— start of SELECTED TEXT —

# What do you guys pay annually for the launch?



## dyeguy1212 (May 27, 2010)

Here in MI you have to buy one $24 sticker for DNR ramps, and another $24 sticker to launch on DNR ramps that are in state parks. Its all the same ramps (with crappy concrete and pot holes that swallow your trailer), and you have to wait until 8 AM to get into the parks to launch.

All in all it is a pretty stupid system. Luckily they are developing a new system next year where you pay an extra 10 bucks on your license plate tabs, which will eliminate the above costs.

This savings will help me to justify blowing another 35 bucks on an Oakland County Parks sticker for their ramps :shock: :? 

What are you guys paying for state ramps? County?


----------



## alumacraftjoe (May 27, 2010)

$20 for a sticker to launch at dnr sites here in Indiana.


----------



## wolfmjc (May 27, 2010)

5-10 whe we go to other lakes....that is each day of course...


----------



## wasilvers (May 27, 2010)

7 to 7.50 a launch per lake. Some have an annual pass for $75, but that only includes 3 lakes, one of those is a premier muskie lake though.


----------



## bassboy1 (May 28, 2010)

I usually buy a Corps of Engineers annual pass (on the first week of the month, as it is good until the last day of said month the next year) for 30 bucks. Otherwise, COE ramp fees are 3 bucks per on ramps that don't have beaches in the day use area, and 4 bucks per on ramps that do. Aside from Marinas, I would say 85% or so of the ramps on Lake Allatoona, Lanier, Carters etc. are COE owned.

— end of SELECTED TEXT —
— start of MATERIAL SUPPLIED —

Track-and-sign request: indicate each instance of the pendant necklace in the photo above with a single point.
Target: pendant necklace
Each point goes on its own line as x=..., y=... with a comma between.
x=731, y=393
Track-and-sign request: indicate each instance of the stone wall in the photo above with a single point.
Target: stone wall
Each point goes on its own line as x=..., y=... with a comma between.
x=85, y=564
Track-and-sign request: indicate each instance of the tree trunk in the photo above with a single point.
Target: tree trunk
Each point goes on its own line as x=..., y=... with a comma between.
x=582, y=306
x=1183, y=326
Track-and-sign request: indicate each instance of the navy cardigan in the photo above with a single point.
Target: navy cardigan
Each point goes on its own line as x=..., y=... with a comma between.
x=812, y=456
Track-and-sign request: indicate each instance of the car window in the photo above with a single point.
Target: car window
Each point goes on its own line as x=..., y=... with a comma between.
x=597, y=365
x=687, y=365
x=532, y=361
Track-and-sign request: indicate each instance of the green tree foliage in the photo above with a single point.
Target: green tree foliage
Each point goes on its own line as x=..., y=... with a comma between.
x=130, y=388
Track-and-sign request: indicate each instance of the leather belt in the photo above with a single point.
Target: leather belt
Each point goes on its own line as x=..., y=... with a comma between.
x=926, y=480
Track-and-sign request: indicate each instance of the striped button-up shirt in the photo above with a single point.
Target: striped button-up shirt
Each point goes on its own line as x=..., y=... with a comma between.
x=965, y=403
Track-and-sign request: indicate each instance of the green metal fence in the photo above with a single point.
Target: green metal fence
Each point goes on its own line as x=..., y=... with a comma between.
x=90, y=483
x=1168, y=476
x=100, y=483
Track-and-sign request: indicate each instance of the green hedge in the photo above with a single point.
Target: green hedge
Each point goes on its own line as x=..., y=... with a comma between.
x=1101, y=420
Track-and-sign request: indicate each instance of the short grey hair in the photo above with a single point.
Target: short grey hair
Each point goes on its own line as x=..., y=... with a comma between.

— end of MATERIAL SUPPLIED —

### PROBLEMS AND TASKS
A – Based on the launch fee thread, say whether each statement agrees with it: (i) a sticker to launch at DNR sites in Indiana costs $20; (ii) the Corps of Engineers annual pass costs 35 bucks; (iii) in Michigan, boaters must wait until 8 AM to get into the parks to launch. Answer yes or no for each, quoting the deciding words.
B – Lay out the lines of the rows, from the line that contains "the green hedge" through the end of the rows, inclusive, as a Markdown table with the columns Number and Line, leaving out blank lines.

### RESPONSE LIST
A –
(i) Yes: "$20 for a sticker to launch at dnr sites here in Indiana."
(ii) No: "I usually buy a Corps of Engineers annual pass (on the first week of the month, as it is good until the last day of said month the next year) for 30 bucks."
(iii) Yes: "you have to wait until 8 AM to get into the parks to launch."

B –
| Number | Line |
|---|---|
| 1 | Track-and-sign request: indicate each instance of the green hedge in the photo above with a single point. |
| 2 | Target: green hedge |
| 3 | Each point goes on its own line as x=..., y=... with a comma between. |
| 4 | x=1101, y=420 |
| 5 | Track-and-sign request: indicate each instance of the short grey hair in the photo above with a single point. |
| 6 | Target: short grey hair |
| 7 | Each point goes on its own line as x=..., y=... with a comma between. |